RS2: I was in a very lengthy email debate with someone this past Spring on the assertion you made about "...historical contradictions (they really aren't when you realize that they were not intended by the writer to be understood as asserting the precise historical place and time that they occurred."
JA: Precisely, as I stated above. But, who is qualified to say what was intended by the author? You? Me? or the historical-critical exegetes who serve the Church. The Church Herself makes no such findings.
RS3: Jorge, the Church has never taught the idea that an historical narrative has errors, nor that the theological import of the narrative has precedence over the historicity of the narrative, nor that historical errors are not really errors if we understand the intent of the author. Only the historical-critical exegetes are saying that stuff. If the Church thought these were such cogent ideas they would have officially endorsed them, but she hasn’t, and you know it. My goodness, you treat Fr. Brown almost as if he were a church in himself. But you simply have no proof or documentation for your claims.
RS2: "I will say this, Jorge. You have no way of knowing what the "intention" of the author is. You cannot read the mind of evangelist in the first century. All you know is what the text gives you, and almost everyone will agree that it doesn't give us very much. Unless you can prove what the "intention" of the biblical writer is, then you really have no basis for saying that he made a particular historical error."
JA: I am not qualified but people like Brown, et. al. are.

## RAW RECORDS
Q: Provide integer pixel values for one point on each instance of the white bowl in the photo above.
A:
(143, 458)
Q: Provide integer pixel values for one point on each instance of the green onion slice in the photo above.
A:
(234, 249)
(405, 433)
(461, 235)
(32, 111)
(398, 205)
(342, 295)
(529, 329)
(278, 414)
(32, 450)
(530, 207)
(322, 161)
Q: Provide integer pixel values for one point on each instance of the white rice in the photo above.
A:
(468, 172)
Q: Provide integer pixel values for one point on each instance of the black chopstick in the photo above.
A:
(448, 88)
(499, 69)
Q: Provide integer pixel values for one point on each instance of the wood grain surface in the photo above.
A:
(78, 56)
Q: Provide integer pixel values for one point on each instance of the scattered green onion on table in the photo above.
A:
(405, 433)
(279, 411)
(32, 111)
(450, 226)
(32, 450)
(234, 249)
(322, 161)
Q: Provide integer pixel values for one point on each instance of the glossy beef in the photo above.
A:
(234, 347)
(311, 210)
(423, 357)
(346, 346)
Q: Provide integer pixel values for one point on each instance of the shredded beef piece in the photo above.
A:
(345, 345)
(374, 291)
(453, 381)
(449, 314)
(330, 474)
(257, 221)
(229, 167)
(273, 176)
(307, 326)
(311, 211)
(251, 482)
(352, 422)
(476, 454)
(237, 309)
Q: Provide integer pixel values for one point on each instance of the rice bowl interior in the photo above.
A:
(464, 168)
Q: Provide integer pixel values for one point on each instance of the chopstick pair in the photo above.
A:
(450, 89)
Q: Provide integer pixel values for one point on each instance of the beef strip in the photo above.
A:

## SHORT TASK 1
Decide whether each statement agrees with the exchange about biblical historicity, answering yes or no and quoting the words that settle it: (a) The Church has officially endorsed the ideas of the historical-critical exegetes. (b) The mind of a first-century evangelist is said to be beyond anyone's reading. (c) The lengthy email debate mentioned took place this past Spring.
## SHORT TASK 2
According to the last reply in the exchange about biblical historicity, who is qualified to say what an author intended?
## SHORT TASK 3
Please carry the exchange about biblical historicity forward from its final reply.

## TASK RESPONSE 1
(a) No: "If the Church thought these were such cogent ideas they would have officially endorsed them, but she hasn’t, and you know it."
(b) Yes: "You cannot read the mind of evangelist in the first century."
(c) Yes: "I was in a very lengthy email debate with someone this past Spring"

## TASK RESPONSE 2
People like Brown, along with others.

## TASK RESPONSE 3
RS3: Oh? Can Fr. Brown read the minds of the first century evangelists? Can he be so certain of his conclusions that he can resolutely, without any doubt, say that there are definitely errors in Scripture? Fr. Brown is not omniscient, Jorge. He cannot prove what the "intent" of the author was, because he wasn’t there. This stuff is precisely what the Protestants gave up on 100 years ago, and your now wallowing in their vomit. Believe me, Jorge, I was a Protestant for 18 years. None of this stuff is new to me. It’s the same old arguments, just a different venue. I guarantee you this: it will not get you any closer to God. I’ve seen it happen over and over again. Those who retreat to biblical errancy eventually end up losing their faith.
RS2: "In fact, for all the allowance that the five last popes have given to higher criticism, not one of them has ever said that there are historical errors in the Bible. Isn't that a curious lacuna in your theory? END"
JA: Not in a Church teaching no. Don't you find it curious that VatII rejected 100% historical inerrancy?
RS3: I find it curious that you are really not that familiar with what went on at Vatican II, yet you seem bent on making definitive conclusions. Vatican II rejected Schemas 1-3 for reasons other than what you claim. In keeping with the positive slant the Father’s wished for Vatican II, Schemas 1-2 were rejected because of the harsh, negative language, not because Vatican II suddenly believed there were errors in Scripture.
JA: The list of historical errors that were pointed out at VATII and the ones identified by other scholars make it clear that there are historical errors.
RS3: If Konig’s "errors" are the best you can do, then you really don’t have a case. You seem to think that you’re the first person to have discovered these biblical discrepancies. I suggest you read Cornelius Lapide. He’ll give you volumes of apparent discrepancies in Scripture seen by the Fathers and Medievals, yet not one of them concluded that there were errors in Scripture, not one.
JA: There are even "religious" errors. Which OT writer asserted that there is no afterlife? I forget who it is but it is there.
RS3: Religious errors? Jorge, I thought you believed that Scripture was inerrant in matters of salvation. Isn’t the fact that there might not be an afterlife a significant, big error in a matter of salvation? And here you conclude that there ARE "religious" errors, yet you can’t even tell us where Scripture makes such a claim! Jorge, your gun is cocked too tight. It seems you have an agenda, and it is not good.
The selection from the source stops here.